↓↓↓

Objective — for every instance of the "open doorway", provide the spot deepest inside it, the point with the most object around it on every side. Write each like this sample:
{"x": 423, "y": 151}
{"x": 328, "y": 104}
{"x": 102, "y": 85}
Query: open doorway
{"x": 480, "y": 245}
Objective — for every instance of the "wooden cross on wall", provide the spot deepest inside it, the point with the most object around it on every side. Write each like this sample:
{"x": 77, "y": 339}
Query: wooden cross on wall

↑↑↑
↓↓↓

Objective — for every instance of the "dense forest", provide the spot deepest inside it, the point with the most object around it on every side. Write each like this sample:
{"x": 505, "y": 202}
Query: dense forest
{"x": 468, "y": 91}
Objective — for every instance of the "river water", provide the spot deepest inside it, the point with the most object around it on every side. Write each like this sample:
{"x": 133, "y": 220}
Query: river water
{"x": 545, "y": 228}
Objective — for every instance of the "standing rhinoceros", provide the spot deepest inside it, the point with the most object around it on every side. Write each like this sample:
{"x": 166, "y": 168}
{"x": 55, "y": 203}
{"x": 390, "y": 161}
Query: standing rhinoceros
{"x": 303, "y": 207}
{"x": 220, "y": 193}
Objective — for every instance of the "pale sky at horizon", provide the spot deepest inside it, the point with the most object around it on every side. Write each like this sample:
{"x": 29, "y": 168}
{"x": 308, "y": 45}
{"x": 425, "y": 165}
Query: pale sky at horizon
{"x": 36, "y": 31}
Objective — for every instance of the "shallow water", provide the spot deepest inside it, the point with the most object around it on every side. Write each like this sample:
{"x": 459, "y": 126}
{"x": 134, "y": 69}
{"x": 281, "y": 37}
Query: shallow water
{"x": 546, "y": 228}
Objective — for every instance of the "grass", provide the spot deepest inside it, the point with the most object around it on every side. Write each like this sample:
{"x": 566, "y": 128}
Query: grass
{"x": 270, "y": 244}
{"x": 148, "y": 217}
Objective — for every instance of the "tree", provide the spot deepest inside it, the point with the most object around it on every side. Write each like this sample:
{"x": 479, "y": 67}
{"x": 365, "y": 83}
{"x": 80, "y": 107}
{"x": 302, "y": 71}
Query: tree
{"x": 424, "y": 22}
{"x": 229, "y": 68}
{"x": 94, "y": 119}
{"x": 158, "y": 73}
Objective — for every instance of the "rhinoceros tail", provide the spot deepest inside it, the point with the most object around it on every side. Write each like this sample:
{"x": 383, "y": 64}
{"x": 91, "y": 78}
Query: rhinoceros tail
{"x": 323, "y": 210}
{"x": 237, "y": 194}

↑↑↑

Required action: Copy out all lines of the listing above that include "wooden".

Solution to the problem:
Objective — for every instance of the "wooden cross on wall", provide the spot deepest inside it, the point with the most object around it on every side. Write each like this sample:
Query: wooden cross on wall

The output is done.